Goal of the exercise
Somewhere below are a line with "Wildlife-tally tagging: find every instance of the front bumper" and a later line with "Wildlife-tally tagging: find every instance of the front wheel". Output exactly those lines and all lines between them.

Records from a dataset
━━━━━━━━━━━━━━━━

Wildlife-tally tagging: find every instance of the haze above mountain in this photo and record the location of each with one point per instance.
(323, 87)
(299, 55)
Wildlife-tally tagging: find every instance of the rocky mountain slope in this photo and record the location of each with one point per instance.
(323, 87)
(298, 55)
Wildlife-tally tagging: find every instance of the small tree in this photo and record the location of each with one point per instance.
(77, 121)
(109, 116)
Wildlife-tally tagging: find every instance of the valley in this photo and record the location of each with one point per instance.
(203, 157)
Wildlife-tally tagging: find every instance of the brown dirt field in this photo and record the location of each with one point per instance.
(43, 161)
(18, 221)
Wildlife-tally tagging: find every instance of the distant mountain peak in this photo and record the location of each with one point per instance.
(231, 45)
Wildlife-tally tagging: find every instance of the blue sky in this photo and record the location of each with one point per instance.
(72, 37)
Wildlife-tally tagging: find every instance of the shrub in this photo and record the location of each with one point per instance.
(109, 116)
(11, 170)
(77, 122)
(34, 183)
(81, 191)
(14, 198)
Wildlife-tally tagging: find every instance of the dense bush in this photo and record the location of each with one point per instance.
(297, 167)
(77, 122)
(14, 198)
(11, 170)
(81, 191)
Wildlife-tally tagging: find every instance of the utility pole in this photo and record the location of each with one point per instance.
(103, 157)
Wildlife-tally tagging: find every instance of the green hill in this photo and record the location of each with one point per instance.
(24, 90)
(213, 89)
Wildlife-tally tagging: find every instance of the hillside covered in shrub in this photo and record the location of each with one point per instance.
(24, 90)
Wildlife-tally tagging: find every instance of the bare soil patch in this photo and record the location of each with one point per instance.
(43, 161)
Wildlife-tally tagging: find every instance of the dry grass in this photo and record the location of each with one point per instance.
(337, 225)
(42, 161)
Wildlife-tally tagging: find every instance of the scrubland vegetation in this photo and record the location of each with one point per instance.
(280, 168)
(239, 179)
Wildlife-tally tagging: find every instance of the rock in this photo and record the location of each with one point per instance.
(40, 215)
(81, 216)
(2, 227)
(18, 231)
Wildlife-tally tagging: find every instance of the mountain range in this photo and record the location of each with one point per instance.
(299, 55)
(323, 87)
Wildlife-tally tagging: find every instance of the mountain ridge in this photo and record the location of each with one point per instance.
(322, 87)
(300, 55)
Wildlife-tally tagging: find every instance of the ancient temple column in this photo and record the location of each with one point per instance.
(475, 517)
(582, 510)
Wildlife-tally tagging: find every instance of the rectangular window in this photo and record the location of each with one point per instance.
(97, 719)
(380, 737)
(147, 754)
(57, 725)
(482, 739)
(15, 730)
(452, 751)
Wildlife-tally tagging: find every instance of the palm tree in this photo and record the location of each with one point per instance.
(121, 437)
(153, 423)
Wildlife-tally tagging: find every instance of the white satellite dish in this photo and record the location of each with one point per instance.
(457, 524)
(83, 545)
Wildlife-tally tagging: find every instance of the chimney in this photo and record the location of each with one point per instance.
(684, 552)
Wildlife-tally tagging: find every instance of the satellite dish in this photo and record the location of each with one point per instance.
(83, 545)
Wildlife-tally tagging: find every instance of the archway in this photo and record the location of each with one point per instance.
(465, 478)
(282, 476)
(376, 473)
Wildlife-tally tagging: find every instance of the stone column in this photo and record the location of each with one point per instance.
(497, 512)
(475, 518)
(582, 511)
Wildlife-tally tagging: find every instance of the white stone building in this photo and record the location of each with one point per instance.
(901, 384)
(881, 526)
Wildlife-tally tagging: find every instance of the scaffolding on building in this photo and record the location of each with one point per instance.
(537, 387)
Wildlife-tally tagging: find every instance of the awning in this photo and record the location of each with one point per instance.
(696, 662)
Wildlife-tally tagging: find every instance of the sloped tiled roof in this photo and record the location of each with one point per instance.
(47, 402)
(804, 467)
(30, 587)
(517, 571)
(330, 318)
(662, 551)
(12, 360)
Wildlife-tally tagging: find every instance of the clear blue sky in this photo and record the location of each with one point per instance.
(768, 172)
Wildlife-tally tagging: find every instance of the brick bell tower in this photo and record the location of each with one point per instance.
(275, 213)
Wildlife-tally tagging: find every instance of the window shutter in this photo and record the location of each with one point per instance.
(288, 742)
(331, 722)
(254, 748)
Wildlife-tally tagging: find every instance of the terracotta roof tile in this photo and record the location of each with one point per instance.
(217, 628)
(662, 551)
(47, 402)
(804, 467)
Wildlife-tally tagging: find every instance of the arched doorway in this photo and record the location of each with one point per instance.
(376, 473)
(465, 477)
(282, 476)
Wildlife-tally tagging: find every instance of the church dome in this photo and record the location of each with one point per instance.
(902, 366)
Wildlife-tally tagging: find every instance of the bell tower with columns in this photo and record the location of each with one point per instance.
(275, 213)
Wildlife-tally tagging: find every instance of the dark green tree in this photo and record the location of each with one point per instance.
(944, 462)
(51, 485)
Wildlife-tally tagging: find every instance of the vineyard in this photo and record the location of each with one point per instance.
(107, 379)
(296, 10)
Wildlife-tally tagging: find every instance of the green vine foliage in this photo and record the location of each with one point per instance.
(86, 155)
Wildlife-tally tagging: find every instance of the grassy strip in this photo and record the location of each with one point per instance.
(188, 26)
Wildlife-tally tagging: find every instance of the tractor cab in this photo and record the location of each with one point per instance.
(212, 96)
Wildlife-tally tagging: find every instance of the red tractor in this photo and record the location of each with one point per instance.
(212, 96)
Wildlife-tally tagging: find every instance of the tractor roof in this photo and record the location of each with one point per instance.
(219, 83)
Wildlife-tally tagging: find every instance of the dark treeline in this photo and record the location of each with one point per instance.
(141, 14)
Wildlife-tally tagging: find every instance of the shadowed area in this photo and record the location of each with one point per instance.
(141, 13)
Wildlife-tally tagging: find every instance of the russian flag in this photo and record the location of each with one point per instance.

━━━━━━━━━━━━━━━━

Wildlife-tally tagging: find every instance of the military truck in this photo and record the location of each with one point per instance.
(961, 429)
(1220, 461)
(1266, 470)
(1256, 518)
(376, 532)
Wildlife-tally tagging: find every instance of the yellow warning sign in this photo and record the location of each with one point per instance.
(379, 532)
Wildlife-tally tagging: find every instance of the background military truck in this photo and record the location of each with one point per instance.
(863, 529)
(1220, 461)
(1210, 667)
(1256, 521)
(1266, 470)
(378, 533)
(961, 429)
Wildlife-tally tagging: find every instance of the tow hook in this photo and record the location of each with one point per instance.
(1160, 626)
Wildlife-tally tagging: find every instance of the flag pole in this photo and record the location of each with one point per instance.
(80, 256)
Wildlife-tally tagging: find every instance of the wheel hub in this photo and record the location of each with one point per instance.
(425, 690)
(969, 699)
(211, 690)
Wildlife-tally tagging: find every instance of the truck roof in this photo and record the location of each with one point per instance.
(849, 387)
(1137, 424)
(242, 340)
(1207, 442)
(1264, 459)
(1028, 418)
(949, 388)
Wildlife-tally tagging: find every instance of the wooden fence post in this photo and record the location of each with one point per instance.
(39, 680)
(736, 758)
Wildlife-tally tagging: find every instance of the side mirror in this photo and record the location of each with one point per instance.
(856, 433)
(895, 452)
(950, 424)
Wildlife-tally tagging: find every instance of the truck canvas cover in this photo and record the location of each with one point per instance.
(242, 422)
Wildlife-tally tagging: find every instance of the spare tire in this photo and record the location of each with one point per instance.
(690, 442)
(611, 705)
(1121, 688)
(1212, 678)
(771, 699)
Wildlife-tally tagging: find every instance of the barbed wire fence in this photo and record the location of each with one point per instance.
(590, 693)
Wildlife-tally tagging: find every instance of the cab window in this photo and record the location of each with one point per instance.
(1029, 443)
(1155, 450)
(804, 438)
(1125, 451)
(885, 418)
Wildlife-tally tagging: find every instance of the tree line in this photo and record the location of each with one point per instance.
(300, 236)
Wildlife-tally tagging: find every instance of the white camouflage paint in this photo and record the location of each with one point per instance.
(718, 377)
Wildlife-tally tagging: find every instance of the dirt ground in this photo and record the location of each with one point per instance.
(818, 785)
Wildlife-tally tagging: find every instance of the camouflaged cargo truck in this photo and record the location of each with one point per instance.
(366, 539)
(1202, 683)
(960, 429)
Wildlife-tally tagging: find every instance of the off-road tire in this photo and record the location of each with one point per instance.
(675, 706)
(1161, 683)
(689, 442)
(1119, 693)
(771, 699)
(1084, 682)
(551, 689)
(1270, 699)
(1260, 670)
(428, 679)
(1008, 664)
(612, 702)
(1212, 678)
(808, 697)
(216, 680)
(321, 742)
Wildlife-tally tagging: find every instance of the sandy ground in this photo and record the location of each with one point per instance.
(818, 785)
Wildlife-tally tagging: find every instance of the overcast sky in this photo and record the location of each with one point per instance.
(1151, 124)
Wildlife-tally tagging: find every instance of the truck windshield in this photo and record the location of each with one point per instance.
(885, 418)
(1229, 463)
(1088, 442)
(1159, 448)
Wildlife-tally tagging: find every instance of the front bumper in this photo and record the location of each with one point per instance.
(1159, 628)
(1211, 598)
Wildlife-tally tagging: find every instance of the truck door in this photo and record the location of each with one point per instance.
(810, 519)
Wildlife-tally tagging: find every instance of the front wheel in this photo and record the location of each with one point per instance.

━━━━━━━━━━━━━━━━

Output for this exercise
Wildlife-tally tagging: find every instance of the front bumper in this photo and record the location of each with one point per instance.
(1159, 628)
(1211, 598)
Wildlife-tally tagging: find every instance of the truck door in this photo and record the location of each with one point per instance.
(810, 519)
Wildlife-tally tagging: find every instance of the front wheel in this photo and record the location of each with one point per instance.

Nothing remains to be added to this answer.